▸ WHAT YOU SHOULD DO:
Reproduce word for word the lines below that begin at the one containing "You are given a photograph. Could you point to the player" and run through the final line, including both of those lines.

▸ SUPPLIED MATERIAL:
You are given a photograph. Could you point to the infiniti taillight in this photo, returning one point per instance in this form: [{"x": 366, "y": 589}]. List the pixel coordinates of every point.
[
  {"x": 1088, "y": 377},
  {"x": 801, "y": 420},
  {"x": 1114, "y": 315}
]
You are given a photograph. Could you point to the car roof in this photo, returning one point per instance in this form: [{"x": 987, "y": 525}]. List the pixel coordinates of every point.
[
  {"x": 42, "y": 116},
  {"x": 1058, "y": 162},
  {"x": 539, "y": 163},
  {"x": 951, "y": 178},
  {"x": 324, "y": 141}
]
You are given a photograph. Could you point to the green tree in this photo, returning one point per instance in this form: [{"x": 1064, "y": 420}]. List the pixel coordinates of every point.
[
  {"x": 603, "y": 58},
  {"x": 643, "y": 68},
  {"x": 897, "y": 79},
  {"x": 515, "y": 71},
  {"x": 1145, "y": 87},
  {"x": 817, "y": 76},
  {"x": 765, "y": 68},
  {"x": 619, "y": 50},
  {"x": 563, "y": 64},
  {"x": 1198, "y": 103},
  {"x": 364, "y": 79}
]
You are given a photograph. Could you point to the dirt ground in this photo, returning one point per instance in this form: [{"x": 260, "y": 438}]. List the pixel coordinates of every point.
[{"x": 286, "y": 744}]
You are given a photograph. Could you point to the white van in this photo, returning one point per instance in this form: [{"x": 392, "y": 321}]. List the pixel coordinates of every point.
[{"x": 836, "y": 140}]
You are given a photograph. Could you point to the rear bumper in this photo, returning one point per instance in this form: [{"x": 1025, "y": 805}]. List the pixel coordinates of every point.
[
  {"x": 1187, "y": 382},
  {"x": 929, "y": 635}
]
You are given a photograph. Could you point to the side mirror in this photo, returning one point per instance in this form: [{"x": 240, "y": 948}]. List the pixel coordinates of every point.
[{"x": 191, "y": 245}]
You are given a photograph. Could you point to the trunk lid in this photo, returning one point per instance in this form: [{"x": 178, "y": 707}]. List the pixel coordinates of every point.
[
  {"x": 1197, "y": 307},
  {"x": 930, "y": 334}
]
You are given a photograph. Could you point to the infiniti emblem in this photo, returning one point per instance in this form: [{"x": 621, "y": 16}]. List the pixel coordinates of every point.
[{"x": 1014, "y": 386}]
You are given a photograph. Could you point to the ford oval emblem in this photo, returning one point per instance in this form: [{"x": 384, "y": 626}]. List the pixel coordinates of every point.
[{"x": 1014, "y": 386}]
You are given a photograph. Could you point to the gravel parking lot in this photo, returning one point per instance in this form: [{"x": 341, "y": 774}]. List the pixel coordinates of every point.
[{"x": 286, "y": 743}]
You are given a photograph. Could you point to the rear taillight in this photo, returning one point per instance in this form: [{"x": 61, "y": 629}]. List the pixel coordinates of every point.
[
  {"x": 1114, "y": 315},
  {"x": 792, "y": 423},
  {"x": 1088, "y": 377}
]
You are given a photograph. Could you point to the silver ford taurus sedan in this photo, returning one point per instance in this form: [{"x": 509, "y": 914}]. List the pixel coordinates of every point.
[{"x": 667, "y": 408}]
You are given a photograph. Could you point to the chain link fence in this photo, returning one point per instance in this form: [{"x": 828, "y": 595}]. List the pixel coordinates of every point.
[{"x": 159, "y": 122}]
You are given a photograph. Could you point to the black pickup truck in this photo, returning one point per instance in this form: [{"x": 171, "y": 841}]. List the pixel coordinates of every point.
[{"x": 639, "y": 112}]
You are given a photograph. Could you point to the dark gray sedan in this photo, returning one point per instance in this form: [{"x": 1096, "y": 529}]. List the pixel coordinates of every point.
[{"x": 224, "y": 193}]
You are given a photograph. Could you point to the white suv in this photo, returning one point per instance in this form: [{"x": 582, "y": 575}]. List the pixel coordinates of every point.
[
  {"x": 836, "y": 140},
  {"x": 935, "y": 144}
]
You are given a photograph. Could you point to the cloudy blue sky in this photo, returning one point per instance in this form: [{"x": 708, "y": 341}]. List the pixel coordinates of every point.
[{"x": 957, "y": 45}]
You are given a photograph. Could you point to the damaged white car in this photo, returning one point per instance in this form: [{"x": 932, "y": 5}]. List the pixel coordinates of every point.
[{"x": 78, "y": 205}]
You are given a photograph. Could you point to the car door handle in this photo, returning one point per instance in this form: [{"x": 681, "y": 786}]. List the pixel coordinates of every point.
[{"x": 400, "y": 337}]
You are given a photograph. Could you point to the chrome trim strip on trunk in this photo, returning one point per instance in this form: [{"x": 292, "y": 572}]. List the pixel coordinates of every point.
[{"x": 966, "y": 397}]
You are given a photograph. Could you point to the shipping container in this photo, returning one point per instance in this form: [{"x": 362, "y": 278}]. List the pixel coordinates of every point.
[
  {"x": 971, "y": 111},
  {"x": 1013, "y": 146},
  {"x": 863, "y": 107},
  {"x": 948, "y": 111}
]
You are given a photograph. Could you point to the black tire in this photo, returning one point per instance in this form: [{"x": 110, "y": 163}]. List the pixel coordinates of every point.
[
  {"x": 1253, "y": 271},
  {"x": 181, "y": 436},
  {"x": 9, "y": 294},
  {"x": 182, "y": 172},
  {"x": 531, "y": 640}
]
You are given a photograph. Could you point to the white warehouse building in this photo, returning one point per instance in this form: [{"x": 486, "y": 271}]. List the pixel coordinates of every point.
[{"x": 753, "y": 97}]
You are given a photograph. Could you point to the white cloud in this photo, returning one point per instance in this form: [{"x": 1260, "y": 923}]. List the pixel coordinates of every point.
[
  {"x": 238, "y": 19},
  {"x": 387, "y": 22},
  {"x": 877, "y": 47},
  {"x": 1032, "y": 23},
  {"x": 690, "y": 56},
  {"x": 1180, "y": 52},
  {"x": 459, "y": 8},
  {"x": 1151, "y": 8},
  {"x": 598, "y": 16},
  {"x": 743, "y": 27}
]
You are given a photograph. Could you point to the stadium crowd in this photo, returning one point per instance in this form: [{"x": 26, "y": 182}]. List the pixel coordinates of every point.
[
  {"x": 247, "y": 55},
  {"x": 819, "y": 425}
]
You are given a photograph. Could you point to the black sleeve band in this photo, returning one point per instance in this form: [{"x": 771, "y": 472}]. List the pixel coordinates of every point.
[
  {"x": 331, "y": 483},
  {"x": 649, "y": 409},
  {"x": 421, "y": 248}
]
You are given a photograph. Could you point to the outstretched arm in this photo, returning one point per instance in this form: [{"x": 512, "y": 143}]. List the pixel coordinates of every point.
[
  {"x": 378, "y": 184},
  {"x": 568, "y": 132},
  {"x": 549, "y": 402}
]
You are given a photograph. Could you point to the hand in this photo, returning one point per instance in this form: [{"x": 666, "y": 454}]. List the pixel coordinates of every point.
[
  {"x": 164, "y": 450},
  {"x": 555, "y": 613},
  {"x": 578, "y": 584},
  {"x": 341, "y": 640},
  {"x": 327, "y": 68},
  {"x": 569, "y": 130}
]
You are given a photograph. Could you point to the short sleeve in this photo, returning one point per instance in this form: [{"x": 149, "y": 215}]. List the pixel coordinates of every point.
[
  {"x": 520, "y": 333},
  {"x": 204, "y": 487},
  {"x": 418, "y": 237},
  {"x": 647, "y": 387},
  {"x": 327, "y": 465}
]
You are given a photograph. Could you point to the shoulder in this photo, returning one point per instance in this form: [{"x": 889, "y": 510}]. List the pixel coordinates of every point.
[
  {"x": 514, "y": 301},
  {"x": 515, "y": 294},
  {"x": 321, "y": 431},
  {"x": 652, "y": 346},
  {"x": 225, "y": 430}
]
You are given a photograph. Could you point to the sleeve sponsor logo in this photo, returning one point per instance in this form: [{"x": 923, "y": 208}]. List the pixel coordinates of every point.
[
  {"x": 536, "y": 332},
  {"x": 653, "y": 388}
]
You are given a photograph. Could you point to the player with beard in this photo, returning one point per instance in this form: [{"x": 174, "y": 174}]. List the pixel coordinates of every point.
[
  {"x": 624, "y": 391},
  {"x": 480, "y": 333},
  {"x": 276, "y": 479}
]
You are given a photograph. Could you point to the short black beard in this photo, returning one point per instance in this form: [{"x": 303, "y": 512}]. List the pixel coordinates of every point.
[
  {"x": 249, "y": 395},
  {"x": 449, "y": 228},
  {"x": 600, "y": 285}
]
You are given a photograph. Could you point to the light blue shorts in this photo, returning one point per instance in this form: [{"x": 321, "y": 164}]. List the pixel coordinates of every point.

▸ RESPONSE BELOW:
You are given a photograph. Could you point to the player with beard in this photo, returning one point per instance in this form: [{"x": 174, "y": 174}]. List the pixel coordinates of every point.
[
  {"x": 624, "y": 391},
  {"x": 480, "y": 333},
  {"x": 276, "y": 479}
]
You are given a photograph. Could you point to the short black beard in this photo, returning one point per instance in this form: [{"x": 303, "y": 512}]. List the pixel coordinates of every point.
[
  {"x": 249, "y": 395},
  {"x": 449, "y": 228},
  {"x": 600, "y": 285}
]
You are given a photograph. Could you point to the light blue shorts in this photo, returning one point per instance in this form: [{"x": 321, "y": 164}]. List the pixel coordinates of every point.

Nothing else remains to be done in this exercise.